Entries from a point-labeling set:
§

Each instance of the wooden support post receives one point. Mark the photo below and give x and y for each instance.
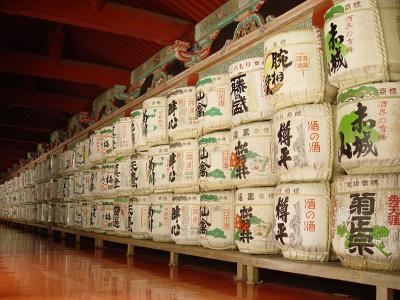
(384, 293)
(241, 289)
(130, 250)
(252, 275)
(98, 243)
(173, 259)
(250, 292)
(173, 273)
(241, 274)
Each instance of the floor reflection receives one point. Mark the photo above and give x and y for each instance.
(35, 268)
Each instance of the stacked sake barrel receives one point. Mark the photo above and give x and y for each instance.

§

### THE REQUEST
Copy every line of the entries above word for word, leaving out the pictures.

### WRITTEN RESPONSE
Each instance of the wooden support post receives one point. Mark the photo below and give x and y for each instance.
(384, 293)
(241, 289)
(130, 250)
(252, 275)
(98, 243)
(173, 259)
(250, 292)
(173, 273)
(241, 274)
Each instance of the floor reflection receives one point. Mark the photo above and give x and y for each instance.
(35, 268)
Each instance of the stacked sake barrel receives one point. Mark the photo above and give x and y for each instance.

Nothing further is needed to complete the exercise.